Below are records to repeat exactly; copy them without the pictures.

* * * * *

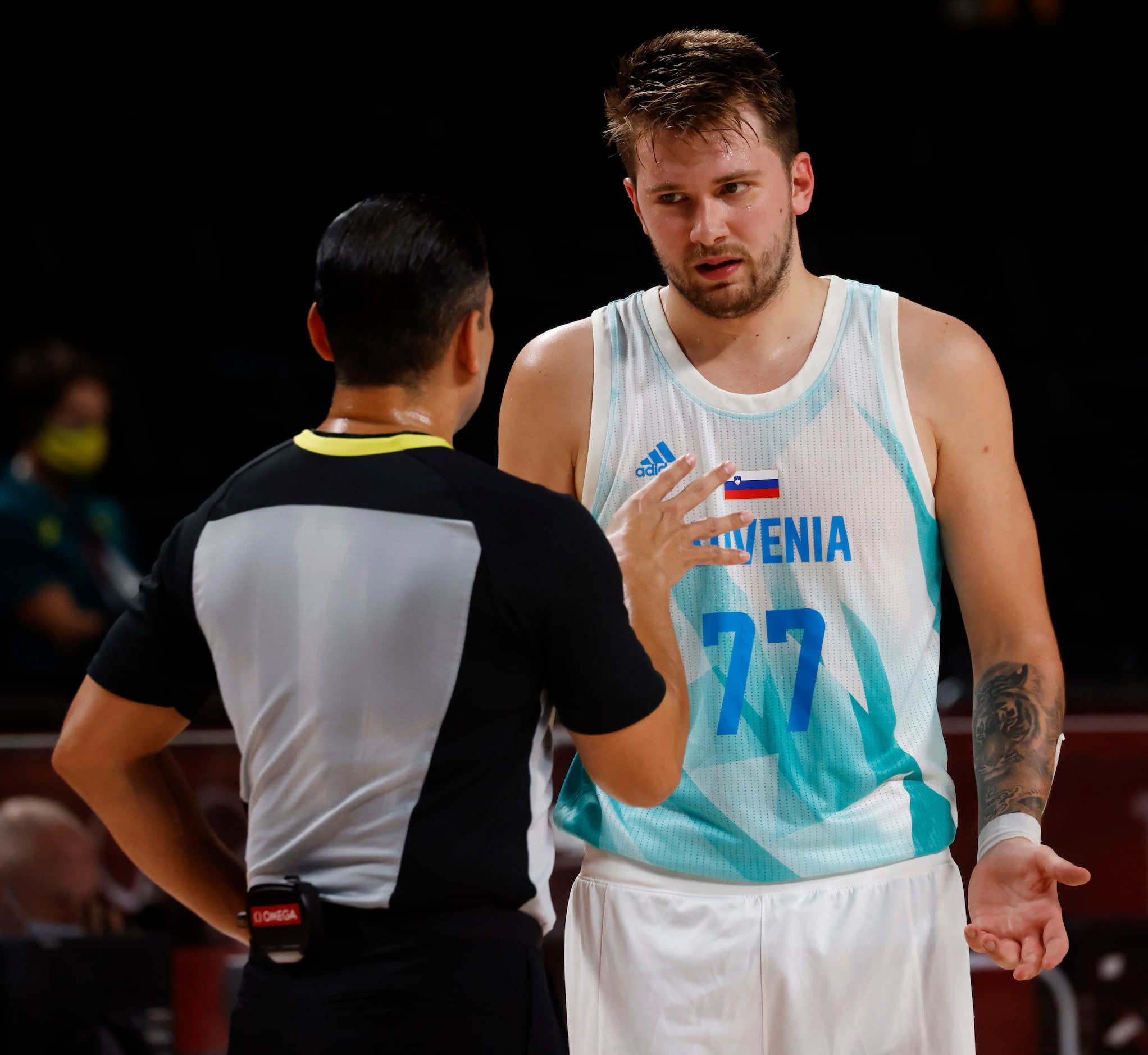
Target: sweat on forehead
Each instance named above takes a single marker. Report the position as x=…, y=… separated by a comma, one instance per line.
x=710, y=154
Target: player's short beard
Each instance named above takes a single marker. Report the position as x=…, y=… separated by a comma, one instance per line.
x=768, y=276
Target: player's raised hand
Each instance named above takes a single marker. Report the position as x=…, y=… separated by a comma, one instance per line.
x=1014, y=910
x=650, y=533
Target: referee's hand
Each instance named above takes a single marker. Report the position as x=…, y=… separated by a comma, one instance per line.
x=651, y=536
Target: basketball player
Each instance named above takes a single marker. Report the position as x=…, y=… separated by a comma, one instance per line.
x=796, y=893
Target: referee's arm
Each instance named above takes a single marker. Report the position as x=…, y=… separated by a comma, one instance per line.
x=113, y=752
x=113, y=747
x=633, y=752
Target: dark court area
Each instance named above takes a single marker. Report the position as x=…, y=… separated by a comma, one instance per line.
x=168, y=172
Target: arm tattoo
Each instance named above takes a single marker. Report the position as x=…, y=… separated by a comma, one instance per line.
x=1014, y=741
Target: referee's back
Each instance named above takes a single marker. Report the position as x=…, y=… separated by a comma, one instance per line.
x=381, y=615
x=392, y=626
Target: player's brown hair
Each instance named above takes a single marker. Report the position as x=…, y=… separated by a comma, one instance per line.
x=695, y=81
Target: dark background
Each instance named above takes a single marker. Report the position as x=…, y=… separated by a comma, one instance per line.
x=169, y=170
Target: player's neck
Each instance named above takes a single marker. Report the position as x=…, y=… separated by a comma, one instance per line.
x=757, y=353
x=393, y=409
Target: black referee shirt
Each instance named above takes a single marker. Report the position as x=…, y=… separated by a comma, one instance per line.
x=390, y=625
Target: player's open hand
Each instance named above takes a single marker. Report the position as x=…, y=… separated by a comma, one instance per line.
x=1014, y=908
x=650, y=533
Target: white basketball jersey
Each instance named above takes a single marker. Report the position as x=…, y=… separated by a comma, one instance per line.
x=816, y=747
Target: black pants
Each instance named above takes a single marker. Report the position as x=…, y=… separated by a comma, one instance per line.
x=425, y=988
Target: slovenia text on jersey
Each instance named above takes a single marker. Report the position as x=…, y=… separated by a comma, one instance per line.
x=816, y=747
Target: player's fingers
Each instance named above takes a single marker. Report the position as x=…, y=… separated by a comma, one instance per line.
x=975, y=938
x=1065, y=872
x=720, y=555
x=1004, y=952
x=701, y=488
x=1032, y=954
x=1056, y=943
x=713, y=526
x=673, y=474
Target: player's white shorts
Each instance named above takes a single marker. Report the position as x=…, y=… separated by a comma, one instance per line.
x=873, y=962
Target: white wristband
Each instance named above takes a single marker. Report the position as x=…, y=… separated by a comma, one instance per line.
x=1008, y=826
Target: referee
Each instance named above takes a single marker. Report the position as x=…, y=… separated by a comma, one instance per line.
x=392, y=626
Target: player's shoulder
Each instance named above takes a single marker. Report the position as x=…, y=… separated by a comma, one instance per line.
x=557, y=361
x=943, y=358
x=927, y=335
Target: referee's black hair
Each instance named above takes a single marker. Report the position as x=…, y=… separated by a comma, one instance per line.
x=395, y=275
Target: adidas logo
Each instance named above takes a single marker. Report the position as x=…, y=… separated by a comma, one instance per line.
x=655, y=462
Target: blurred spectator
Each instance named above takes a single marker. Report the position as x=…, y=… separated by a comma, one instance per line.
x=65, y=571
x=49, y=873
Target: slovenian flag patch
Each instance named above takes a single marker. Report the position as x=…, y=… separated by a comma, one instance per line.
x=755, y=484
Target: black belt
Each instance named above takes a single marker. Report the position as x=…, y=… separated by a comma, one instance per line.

* * * * *

:: The completed task ::
Target: sweat on forehead
Each instance named above takes a single marker. Report the position as x=…, y=… separated by a comma, one instance per line.
x=710, y=154
Target: player's short beard
Each instance named above takes a single marker. Report the position as x=…, y=… separated by a comma, one instance per line.
x=768, y=276
Target: player's raised hand
Each instance named above takes a single marker. Report the position as x=…, y=… separated by a comma, one instance per line.
x=1014, y=910
x=650, y=533
Target: referee's hand
Each instance named above takes a single marker. Report the position as x=…, y=… separated by a comma, one instance per line.
x=651, y=536
Target: basketball player
Each instance named above takes a single marker. Report the position as x=…, y=… separated by a comma, one instance per line.
x=796, y=893
Target: referee's arm
Each instance named above takes a single marker. Report the position as x=…, y=… separated by a comma, one instance per line.
x=113, y=752
x=113, y=747
x=633, y=752
Target: dark court area
Each instance named above takes a single marker. Report the position as x=…, y=… separated by a comma, one instance per line.
x=168, y=172
Target: arm tattoo
Each instance named above takes a single marker. Report the position as x=…, y=… separated by a comma, one instance per line.
x=1014, y=741
Target: referee's back
Each instance named above takes a single marker. Report the position as x=…, y=… separated by a comma, one instance per line.
x=381, y=615
x=392, y=626
Target: player's brown hair
Each instance named above takes a single marker. Report the position as x=…, y=… separated by a comma, one instance per line.
x=695, y=81
Target: dark background
Each instance named above takes a single marker. Report the position as x=…, y=… separated by a comma, one instance per line.
x=169, y=170
Target: player's neck
Each instance named above takes a single marker. Report the position as x=…, y=… separated by a comma, one instance per line.
x=757, y=353
x=393, y=409
Target: black referee shirt
Each instance named above takes a single marker. Report the position as x=…, y=… separated by a comma, one instance per line.
x=390, y=625
Target: player's open hand
Each instance named above takes a single marker. Report the position as x=…, y=… separated by a comma, one instance per line.
x=1014, y=908
x=650, y=533
Target: white basketball jersey
Each instance named above takes a single marker. Report the position as x=…, y=… separated by a comma, one instance per line.
x=816, y=747
Target: black pants
Each instance named above takes a single marker. Report the position as x=…, y=… separated by a comma, one instance per line.
x=425, y=988
Target: slovenia text on jersey
Each instance named above takes a single marker. Report the position as x=…, y=… separated by a comma, one instance per line.
x=816, y=747
Target: player's fingers
Each instance named above takes a single marker. Report the position as x=…, y=… separated by a comma, one instance per line.
x=975, y=938
x=1065, y=872
x=720, y=555
x=1004, y=952
x=701, y=488
x=1032, y=954
x=1056, y=943
x=713, y=526
x=673, y=474
Target: player's white shorts
Each instance named above takes a single marker. Report the position as x=…, y=… separated by a comma, one instance per line.
x=873, y=962
Target: white wristband
Each instance named above takes a single marker. Report the position as x=…, y=… separated by a comma, one instance per line.
x=1008, y=826
Target: referee
Each instance named above takes a single marker. Report the position as x=…, y=… separated by a comma, one instance per line.
x=392, y=626
Target: player's shoulder
Each instance named above takes a single marker. Report the position as x=…, y=… separated by a comma, one instance per line.
x=557, y=361
x=943, y=358
x=927, y=335
Target: referee's black hair
Each instance named above takes a single marker. Report the position as x=…, y=… separated by a comma, one instance per line.
x=395, y=275
Target: adidas logo
Each instance named above takes a single marker. Report the position as x=…, y=… separated by a comma, one instance per line.
x=655, y=462
Target: blurred spectator
Each instance named above takes a single marker. Report the position as x=…, y=… separated by a comma, one instance per line.
x=65, y=571
x=49, y=873
Target: slovenian flag patch
Each instance named above takes a single marker. Report the position as x=…, y=… separated by a comma, one instance per line.
x=755, y=484
Target: black belt
Each instance named above takes a single marker. Report the position as x=…, y=… separated by a comma, one instance per line.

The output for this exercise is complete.